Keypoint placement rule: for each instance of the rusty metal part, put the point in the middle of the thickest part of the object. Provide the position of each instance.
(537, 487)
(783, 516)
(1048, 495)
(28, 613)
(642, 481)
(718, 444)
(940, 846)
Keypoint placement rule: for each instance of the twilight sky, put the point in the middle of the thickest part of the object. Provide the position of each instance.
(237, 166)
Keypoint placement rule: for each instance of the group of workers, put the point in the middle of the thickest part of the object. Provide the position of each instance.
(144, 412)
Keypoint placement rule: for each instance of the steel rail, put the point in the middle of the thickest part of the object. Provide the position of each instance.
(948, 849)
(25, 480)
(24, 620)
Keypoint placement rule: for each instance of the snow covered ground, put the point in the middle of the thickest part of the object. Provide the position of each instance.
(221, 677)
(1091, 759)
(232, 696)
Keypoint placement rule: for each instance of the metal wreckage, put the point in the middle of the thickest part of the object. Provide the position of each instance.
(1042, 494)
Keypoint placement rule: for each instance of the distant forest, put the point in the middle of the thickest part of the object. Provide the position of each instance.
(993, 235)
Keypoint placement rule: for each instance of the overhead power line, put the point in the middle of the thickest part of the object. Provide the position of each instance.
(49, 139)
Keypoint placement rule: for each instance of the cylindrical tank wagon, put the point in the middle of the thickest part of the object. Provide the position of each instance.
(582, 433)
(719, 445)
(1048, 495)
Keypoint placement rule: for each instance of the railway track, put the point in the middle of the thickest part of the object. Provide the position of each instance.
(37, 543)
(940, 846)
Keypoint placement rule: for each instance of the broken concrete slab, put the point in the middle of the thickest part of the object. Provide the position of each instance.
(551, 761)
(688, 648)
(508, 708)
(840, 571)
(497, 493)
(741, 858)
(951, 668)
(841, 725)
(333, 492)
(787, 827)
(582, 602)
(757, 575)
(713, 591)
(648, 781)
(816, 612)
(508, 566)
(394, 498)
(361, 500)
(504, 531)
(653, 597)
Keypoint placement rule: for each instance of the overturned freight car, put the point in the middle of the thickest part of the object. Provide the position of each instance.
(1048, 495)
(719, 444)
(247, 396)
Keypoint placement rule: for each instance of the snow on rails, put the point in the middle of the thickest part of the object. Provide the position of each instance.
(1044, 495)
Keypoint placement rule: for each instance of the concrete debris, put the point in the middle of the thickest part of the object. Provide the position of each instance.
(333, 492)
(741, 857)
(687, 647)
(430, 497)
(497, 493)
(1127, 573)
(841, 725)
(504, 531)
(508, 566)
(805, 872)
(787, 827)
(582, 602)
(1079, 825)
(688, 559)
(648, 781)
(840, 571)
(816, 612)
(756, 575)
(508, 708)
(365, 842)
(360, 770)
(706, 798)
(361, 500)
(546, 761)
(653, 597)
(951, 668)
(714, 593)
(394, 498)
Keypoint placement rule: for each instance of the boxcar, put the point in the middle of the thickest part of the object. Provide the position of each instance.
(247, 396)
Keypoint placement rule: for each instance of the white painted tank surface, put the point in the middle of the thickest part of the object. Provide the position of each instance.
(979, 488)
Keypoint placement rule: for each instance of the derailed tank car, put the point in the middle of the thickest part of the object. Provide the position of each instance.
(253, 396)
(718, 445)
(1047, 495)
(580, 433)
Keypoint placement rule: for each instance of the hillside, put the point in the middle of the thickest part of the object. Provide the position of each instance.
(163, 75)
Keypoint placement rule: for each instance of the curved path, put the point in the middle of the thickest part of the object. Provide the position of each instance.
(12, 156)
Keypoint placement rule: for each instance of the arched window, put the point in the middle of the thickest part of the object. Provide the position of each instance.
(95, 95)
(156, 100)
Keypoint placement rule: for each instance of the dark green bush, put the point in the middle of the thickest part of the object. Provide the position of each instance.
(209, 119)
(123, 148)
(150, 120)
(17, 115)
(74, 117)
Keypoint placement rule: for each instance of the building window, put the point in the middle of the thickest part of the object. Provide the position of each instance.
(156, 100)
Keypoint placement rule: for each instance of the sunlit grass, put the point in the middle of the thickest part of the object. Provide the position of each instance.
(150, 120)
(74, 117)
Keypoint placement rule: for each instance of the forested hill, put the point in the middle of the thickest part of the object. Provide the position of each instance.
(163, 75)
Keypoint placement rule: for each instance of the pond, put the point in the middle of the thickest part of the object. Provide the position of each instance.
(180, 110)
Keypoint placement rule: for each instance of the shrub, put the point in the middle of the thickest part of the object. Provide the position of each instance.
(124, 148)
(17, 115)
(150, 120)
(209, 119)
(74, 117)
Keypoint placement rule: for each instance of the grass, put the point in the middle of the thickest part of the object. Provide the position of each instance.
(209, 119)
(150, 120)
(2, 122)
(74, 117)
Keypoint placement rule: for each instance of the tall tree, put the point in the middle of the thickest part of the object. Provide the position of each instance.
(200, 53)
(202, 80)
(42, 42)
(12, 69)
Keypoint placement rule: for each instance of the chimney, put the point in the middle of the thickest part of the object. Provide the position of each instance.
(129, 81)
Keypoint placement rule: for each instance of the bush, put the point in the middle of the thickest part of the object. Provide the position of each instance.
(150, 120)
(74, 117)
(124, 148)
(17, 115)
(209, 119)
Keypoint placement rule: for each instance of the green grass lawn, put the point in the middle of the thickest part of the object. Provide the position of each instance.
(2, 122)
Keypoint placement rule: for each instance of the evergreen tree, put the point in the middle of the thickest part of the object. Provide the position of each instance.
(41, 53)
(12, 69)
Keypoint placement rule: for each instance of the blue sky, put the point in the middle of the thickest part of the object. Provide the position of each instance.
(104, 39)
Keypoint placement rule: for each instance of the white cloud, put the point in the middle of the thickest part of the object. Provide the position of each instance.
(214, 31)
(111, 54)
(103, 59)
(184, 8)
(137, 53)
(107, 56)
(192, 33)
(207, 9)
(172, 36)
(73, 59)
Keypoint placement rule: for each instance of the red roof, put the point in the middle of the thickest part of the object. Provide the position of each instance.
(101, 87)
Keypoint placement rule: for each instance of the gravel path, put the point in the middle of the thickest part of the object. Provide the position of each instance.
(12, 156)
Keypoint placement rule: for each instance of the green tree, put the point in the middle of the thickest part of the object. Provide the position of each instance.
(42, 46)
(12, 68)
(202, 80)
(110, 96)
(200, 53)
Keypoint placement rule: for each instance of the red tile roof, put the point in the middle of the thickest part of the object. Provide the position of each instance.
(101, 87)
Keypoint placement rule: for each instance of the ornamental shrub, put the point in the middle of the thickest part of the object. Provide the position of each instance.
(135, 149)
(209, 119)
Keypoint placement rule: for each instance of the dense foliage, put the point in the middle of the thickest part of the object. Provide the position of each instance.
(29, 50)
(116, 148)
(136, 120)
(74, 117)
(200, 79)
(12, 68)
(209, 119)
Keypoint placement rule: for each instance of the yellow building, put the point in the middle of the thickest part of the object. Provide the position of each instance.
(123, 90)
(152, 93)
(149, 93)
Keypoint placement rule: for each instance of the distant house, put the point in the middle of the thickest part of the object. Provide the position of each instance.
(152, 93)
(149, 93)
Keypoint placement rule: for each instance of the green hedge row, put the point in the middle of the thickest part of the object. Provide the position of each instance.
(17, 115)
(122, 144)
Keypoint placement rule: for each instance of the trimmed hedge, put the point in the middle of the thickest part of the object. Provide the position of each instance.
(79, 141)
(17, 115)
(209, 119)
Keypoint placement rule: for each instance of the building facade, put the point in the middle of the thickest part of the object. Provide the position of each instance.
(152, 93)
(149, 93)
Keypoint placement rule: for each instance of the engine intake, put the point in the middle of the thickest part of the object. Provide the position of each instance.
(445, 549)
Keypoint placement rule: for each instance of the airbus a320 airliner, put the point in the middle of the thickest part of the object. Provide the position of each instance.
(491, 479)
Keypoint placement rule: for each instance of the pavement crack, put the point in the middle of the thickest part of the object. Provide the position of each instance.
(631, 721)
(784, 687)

###

**Instructions to follow**
Print the line containing "Keypoint placement rule: for each instance of the engine" and every line after it to the end of the records above, exactly as written, and nothing else.

**Exercise result**
Keypoint placement rule: for each instance of the engine intake, put the point in the middle of the thickest part of the object. Provide the position of each instance.
(445, 549)
Keypoint placement rule: for each instance of the airbus a320 airliner, put the point in the middle of the thickest part of the object. Provide the position of each instance.
(491, 479)
Keypoint placement rule: for each instance of the pavement crack, put the point in the middle of the thickest part of the object. Provide the position of each instance.
(631, 721)
(784, 687)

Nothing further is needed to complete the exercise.